Extracted text –
OIA’s Eco Working Group Moves Ahead

Two years ago, some outdoor companies hatched a plan: Instead of struggling for common ground when they talked about their green initiatives, why not establish an industry-wide set of standards that could frame the conversation and let companies compare different items in terms of overall impact?

The idea led to the creation of the Outdoor Industry Association’s Eco Working Group, a coalition of outdoor vendors, retailers and manufacturers that set out to create a tool by which all the products in the industry could be examined and ranked, so companies interested in their environmental footprint could get a real, data-backed sense of their impact.

In addition to being an internal product creation tool and a method for brands to refine their environmental message, the group has lately had an additional incentive. More and more consumer groups and NGOs (such as Greenpeace, which in June released a report that accused several major footwear brands of using Amazon rainforest leathers) are putting pressure on brands to know their products and supply chains, and governmental groups around the world have shown an increased interest in regulation of consumer products.

Amy Roberts, VP of government affairs for OIA, said new provisions in the Consumer Product Safety Improvement Act and other legislative initiatives will likely impose additional standards on companies. “One of the goals is to educate the membership,” she said, adding that the Working Group’s guidelines could give the industry a voice in what regulations are passed and let it “advocate for incentive-based regulations.”

The Mission

Putting together a comprehensive tool, however, has meant making a lot of decisions. A vote early on determined that the Working Group’s ultimate goal would be an industry index that was modular and scalable, to give the varied companies in the industry the freedom to concentrate on their particular focus — and their abilities. A main concern was making the end product something that smaller, independent companies could use with as much ease as big, monetized companies, Roberts said.

Given information –
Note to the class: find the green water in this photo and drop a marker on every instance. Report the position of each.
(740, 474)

...

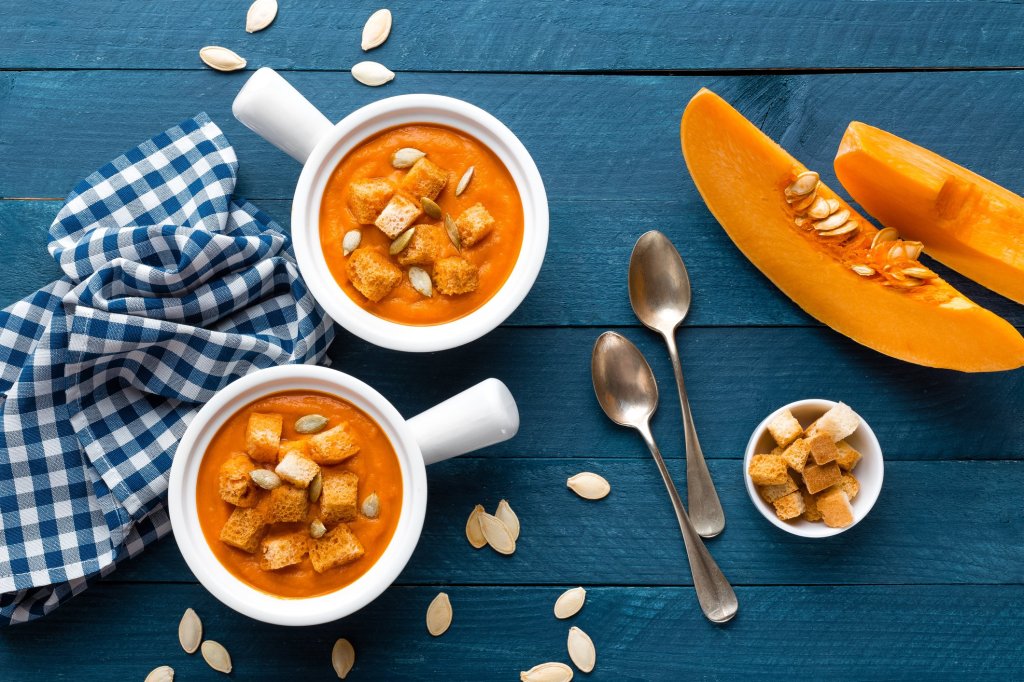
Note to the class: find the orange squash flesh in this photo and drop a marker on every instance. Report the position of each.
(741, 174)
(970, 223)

Set of tasks –
A) Answer these questions from the article about OIA's Eco Working Group:
(i) Which group released a report in June accusing several major footwear brands of using Amazon rainforest leathers?
(ii) What is Amy Roberts's position at OIA?
(iii) An early vote decided the industry index should have which two qualities?
B) Pick up the article about OIA's Eco Working Group right after its last sentence and keep writing it.
The records are separate material and have nothing to do with the article about OIA's Eco Working Group.

Answers by item number –
A)
(i) Greenpeace
(ii) VP of government affairs
(iii) Modular and scalable

B)
Currently, the Working Group includes volunteers from 70 paying members, from the retailing, manufacturing and supply worlds, including Timberland, Patagonia, New Balance, Brooks, REI and Nike. The group also regularly draws on the expertise of outside sources, including sustainability consultants such as Portland, Ore.-based nonprofit Zero Waste Alliance. The breadth of the group’s base, according to Derek Campbell, future concepts manager at Bothell, Wash.-based Brooks Sports and a member of the Working Group, has given it a huge number of products and materials to assess. “We cover running shoes to carabiners — it’s a big, big area,” he said. “And we’re chasing something this large with a diverse group of stakeholders, some of whom are fierce competitors.”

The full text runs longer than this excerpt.